___ Text section
On June 9, 2017, pursuant to the Agreement and Plan of Merger, dated May 3, 2017 (the “Agreement”), by and between the Company and NF Investment Corp. (“NFIC”), NFIC merged with and into the Company (the “NFIC Acquisition”), with the Company as the surviving entity. The NFIC Acquisition was accounted for as an asset acquisition. NFIC SPV LLC (the “NFIC SPV” and, together with the SPV, the “SPVs”) is a Delaware limited liability company that was formed on June 18, 2013. Upon the consummation of the NFIC Acquisition, the NFIC SPV became a wholly owned subsidiary of the Company and is consolidated in these consolidated financial statements commencing from the closing date of the NFIC Acquisition, June 9, 2017.
On June 26, 2015, the Company completed a $400,000 term debt securitization (the “2015-1 Debt Securitization”). The notes offered in the 2015-1 Debt Securitization (the “2015-1 Notes”) were issued by Carlyle Direct Lending CLO 2015-1R LLC (formerly known as Carlyle GMS Finance MM CLO 2015-1 LLC) (the “2015-1 Issuer”), a wholly owned and consolidated subsidiary of the Company. On August 30, 2018, the 2015-1 Issuer refinanced the 2015-1 Debt Securitization (the “2015-1 Debt Securitization Refinancing”) by redeeming in full the 2015-1 Notes and issuing new notes (the “2015-1R Notes”). The 2015-1R Notes are secured by a diversified portfolio of the 2015-1 Issuer consisting primarily of first and second lien senior secured loans. Refer to Note 7, Notes Payable, for details. The 2015-1 Issuer is consolidated in these consolidated financial statements commencing from the date of its formation, May 8, 2015.
On February 29, 2016, the Company and Credit Partners USA LLC (“Credit Partners”) entered into an amended and restated limited liability company agreement, which was subsequently amended on June 24, 2016 (as amended, the “Limited Liability Company Agreement”) to co-manage Middle Market Credit Fund, LLC (“Credit Fund”). Credit Fund primarily invests in first lien loans of middle market companies. Credit Fund is managed by a six-member board of managers, on which the Company and Credit Partners each have equal representation. The Company and Credit Partners each have 50% economic ownership of Credit Fund and have commitments to fund, from time to time, capital of up to $400,000 each. Refer to Note 5, Middle Market Credit Fund, LLC, for details.
______
___ Entries supplied
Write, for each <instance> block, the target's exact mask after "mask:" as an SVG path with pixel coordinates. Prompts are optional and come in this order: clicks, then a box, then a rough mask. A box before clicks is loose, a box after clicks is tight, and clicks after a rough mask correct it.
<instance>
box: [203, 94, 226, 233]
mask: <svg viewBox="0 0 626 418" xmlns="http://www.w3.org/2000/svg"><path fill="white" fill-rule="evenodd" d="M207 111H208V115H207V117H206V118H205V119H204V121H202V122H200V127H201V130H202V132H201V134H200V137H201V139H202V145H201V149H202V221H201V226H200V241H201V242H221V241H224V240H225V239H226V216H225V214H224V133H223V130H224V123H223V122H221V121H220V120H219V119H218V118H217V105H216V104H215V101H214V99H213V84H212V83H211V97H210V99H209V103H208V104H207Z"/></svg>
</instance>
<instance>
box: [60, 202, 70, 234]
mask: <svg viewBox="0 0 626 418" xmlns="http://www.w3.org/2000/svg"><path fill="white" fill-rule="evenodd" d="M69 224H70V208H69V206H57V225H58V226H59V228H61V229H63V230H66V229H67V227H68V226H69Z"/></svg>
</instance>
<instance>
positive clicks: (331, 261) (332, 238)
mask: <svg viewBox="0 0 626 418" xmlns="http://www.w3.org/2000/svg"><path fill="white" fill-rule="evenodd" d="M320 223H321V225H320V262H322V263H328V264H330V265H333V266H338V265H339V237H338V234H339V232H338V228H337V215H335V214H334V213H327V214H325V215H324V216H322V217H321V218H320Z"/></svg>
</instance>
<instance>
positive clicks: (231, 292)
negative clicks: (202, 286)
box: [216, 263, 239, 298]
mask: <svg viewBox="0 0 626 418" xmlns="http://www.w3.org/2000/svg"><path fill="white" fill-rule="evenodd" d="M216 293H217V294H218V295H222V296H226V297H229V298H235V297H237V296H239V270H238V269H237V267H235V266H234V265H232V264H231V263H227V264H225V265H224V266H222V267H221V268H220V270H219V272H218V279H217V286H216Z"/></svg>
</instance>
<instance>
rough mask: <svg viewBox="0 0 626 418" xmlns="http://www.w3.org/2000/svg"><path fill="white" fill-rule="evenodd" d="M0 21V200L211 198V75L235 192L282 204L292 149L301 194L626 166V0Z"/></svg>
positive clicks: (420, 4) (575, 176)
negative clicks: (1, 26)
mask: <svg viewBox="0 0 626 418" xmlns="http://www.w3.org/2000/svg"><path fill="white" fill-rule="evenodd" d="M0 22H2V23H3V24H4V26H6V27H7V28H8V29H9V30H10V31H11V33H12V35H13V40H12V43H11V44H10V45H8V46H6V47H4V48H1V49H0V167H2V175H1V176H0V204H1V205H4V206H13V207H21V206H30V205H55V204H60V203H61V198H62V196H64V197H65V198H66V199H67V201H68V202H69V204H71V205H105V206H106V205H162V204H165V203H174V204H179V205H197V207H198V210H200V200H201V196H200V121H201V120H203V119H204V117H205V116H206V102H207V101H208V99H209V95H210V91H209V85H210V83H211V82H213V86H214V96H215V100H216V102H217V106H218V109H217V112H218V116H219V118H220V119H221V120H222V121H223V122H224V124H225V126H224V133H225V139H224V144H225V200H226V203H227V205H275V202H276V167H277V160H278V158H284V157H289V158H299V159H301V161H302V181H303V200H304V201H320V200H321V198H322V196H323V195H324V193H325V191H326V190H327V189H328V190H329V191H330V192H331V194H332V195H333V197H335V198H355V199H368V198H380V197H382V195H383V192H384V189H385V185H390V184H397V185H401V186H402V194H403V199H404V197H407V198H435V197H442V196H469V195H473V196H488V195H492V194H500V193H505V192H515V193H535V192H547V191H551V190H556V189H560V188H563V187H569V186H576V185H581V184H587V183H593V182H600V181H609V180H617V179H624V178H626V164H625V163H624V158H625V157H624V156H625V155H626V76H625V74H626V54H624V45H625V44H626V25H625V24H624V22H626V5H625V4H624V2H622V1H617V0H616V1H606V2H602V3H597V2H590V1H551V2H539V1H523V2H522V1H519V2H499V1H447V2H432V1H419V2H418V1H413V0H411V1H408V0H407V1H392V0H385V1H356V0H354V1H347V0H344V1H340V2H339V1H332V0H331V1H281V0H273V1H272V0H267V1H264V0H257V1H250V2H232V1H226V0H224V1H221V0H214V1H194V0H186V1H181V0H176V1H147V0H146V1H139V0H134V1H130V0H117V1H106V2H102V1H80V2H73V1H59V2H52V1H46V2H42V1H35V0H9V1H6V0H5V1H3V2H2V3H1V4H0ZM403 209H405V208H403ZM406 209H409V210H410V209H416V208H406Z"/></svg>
______
§ Required work
1 – Reproduce the financial statement note, covering everything from "On June 9, 2017, pursuant" down to "June 9, 2017.", with "wholly owned subsidiary" changed to "fully owned subsidiary".
2 – Extend the financial statement note, picking up after its final sentence.

§ Exercise responses
1 –
On June 9, 2017, pursuant to the Agreement and Plan of Merger, dated May 3, 2017 (the “Agreement”), by and between the Company and NF Investment Corp. (“NFIC”), NFIC merged with and into the Company (the “NFIC Acquisition”), with the Company as the surviving entity. The NFIC Acquisition was accounted for as an asset acquisition. NFIC SPV LLC (the “NFIC SPV” and, together with the SPV, the “SPVs”) is a Delaware limited liability company that was formed on June 18, 2013. Upon the consummation of the NFIC Acquisition, the NFIC SPV became a fully owned subsidiary of the Company and is consolidated in these consolidated financial statements commencing from the closing date of the NFIC Acquisition, June 9, 2017.

2 –
On May 5, 2020, the Company issued and sold 2,000,000 shares of cumulative convertible preferred stock, par value $0.01 per share (the "Preferred Stock"), to an affiliate of Carlyle in a private placement at a price of $25 per share. See Note 9, Net Assets, for further information about the Preferred Stock.
As a BDC, the Company is required to comply with certain regulatory requirements. As part of these requirements, the Company must not acquire any assets other than “qualifying assets” specified in the Investment Company Act unless, at the time the acquisition is made, at least 70% of its total assets are qualifying assets (with certain limited exceptions).
To qualify as a RIC, the Company must, among other things, meet certain source-of-income and asset diversification requirements and timely distribute to its stockholders generally at least 90% of its investment company taxable income, as defined by the Code, for each year. Pursuant to this election, the Company generally does not have to pay corporate level taxes on any income that it distributes to stockholders, provided that the Company satisfies those requirements.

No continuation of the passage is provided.